Thank you, Mr. Chair.
I am the president of the Canadian Federation of Apartment Associations. CFAA represents 15,000 owners and managers of over 1.5 million rental homes across Canada, through 13 member associations and direct memberships.
My main professional qualifications are first-class honours B.A. in economics and a long career as a lawyer for those in rental housing. Starting 40 years ago, I acted for renters for six years, in renters and tenant associations. I always like to tell our members that so they don't hear it from somebody else. I'm open about that being where I started. Since then, I have acted for rental housing providers of all sizes.
Many people picture rental housing as apartments in large buildings such as one can see in any large city. However, many other apartments are found in walk-up buildings of three stories or in three-, four- or five-unit buildings. Quebec is famous for its plexes—fourplexes and sixplexes. Over 3,000 rental homes are row houses. All of that together is the purpose-built rental market. It totals 2.5 million homes.
Besides that, there are a little over half a million rental homes in social housing—also called community housing—and then there are two million more rental homes that many people are unaware of or ignore. Those are the rental homes in the secondary rental market. They are rented single-family homes, duplexes, doubles, accessory apartments and rented condos—whether in condo towers or ground-oriented complexes. Anyone can drive or walk down many city streets and not realize that those homes are rented. There are two million of them across Canada. That includes in Toronto, where there are 200,000 of them.
The total rental supply across Canada is five million homes. The details of this are set out on page 2 of CFAA's joint brief with the Federation of Rental-housing Providers of Ontario.
Now, most rental homes of all types are good substitutes for many others. Apartments in towers compete with low-rise apartments and rented condos as well as with the rest of the secondary market. This widespread competition and the fragmented nature of the rental housing industry means that large rental providers have no power to set rents above the levels determined by supply and demand.
Another key issue is how much money rental providers make. Some people picture all or most of the rent money going into the landlord's pocket, but the truth is far from that.
At page 3 of the brief, you will find a pie graph showing where a typical dollar of rent goes. Fourteen cents on average goes to property taxes. Twelve cents is for utilities and 19¢ is for other operating costs. That makes up 45¢ out of every dollar of rent, leaving 55¢ for what is called the net operating income, but we're not done with the expenses. On average, another 36¢ goes to pay the mortgage, and 11¢ goes to pay for major repairs and building modernization. That leaves just eight cents out of every dollar of rent as the pre-tax return on each dollar of revenue—and then there are taxes.
To make its report, the committee will have to choose between two very different views of REITs, rental housing corporations and, indeed, all rental housing providers.
CFAA condemns any action to push people out of their homes. However, under our Constitution it is up to the provinces to regulate and prevent such action. In addition, CFAA believes that such action takes place only in very isolated cases, and that federal tax law is much too blunt a tool to address that isolated behaviour. Instead, tax changes—such as those proposed—could easily have widespread and serious negative impacts on the supply of rental housing.
Excluding REITs or corporations from CMHC mortgage insurance or other housing programs would also risk creating widespread and serious negative impacts on the supply of rental housing.
In conclusion, financialization is not nearly as significant an issue as it is said by some to be, and the proposed cures being suggested to the committee are much worse than the alleged disease.

What you have to do
Copy word for word the part of the statement on rental housing starting with "My main professional" and going on through "of all sizes.". The material after this point is separate from the statement on rental housing.

The data
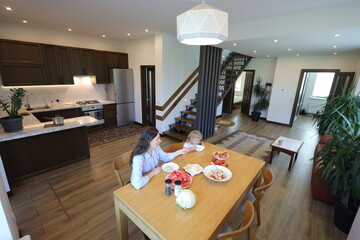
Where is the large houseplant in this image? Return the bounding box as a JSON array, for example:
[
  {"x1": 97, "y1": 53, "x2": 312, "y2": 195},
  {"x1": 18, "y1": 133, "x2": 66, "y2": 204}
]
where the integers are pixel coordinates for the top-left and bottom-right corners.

Expected answer
My main professional qualifications are first-class honours B.A. in economics and a long career as a lawyer for those in rental housing. Starting 40 years ago, I acted for renters for six years, in renters and tenant associations. I always like to tell our members that so they don't hear it from somebody else. I'm open about that being where I started. Since then, I have acted for rental housing providers of all sizes.